## Page text
The Cressi Supernova Adult Diving Dry Snorkel is our top pick. This dry snorkel features a flexible corrugated tube and a hypoallergenic silicone replaceable angled mouthpiece. This design prevents jaw fatigue and comes with a quick-release snorkel keeper. A popular choice among snorkelers, freedivers and scuba divers, this snorkel offers over 20 color options.
WEIGHT: 5.6 ounces
- Quick release snorkel keeper
- Flexible silicone corrugated tube design
- Soft hypoallergenic silicone mouthpiece
- Replaceable angled mouthpiece
The Phantom Aquatics dry snorkel is our pick for the best value. Offering over 15 color options, a quick release buckle, and an angled replaceable mouthpiece, this dry snorkel is a perfect choice for the price. The snorkel also has a flexible tube design and an extra-large self-draining chamber ensuring the snorkel remains completely dry while snorkeling and freediving. It is also lightweight and easy to store; a top choice for scuba divers.
WEIGHT: 6.4 ounces
- Quick release buckl
- Extra-large self-draining chamber
- Flexible tube
- Angled replaceable mouthpiece
The OMGear dry snorkel is an affordable and reliable dry snorkel option. Made from FDA approved food-grade silicone, this snorkel is environmentally friendly and lightweight. This snorkel is a good choice for snorkelers and freedivers and can be attached to any diving mask with one of the two snorkel keepers included. The soft silicone mouthpiece fits easily in any size mouth preventing jaw fatigue.

## Exercise tasks
- a) According to the snorkel text, how much does the Phantom Aquatics dry snorkel weigh?
- b) Quote the passage of the snorkel text that opens with the words containing "WEIGHT: 5.6 ounces" and closes with "for scuba divers.".
The lines that come next have no connection to the snorkel text.

## Recorded information

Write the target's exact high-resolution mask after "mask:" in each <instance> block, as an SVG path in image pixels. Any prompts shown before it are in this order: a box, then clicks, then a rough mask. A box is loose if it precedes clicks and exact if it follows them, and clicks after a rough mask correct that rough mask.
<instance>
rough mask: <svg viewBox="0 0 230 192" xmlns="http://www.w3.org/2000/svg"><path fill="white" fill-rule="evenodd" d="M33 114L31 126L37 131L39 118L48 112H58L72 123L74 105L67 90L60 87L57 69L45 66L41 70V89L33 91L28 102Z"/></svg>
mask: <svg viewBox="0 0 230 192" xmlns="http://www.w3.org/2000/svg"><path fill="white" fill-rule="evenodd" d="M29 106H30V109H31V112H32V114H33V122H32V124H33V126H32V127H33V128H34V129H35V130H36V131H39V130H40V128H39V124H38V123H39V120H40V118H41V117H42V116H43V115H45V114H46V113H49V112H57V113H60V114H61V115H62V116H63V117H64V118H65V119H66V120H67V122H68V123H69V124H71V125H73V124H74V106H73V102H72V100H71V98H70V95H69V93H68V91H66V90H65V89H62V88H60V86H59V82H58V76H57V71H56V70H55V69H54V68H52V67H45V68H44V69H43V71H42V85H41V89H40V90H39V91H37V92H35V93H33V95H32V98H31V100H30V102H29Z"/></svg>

## Per-task answers
- a) 6.4 ounces

- b)
WEIGHT: 5.6 ounces
- Quick release snorkel keeper
- Flexible silicone corrugated tube design
- Soft hypoallergenic silicone mouthpiece
- Replaceable angled mouthpiece
The Phantom Aquatics dry snorkel is our pick for the best value. Offering over 15 color options, a quick release buckle, and an angled replaceable mouthpiece, this dry snorkel is a perfect choice for the price. The snorkel also has a flexible tube design and an extra-large self-draining chamber ensuring the snorkel remains completely dry while snorkeling and freediving. It is also lightweight and easy to store; a top choice for scuba divers.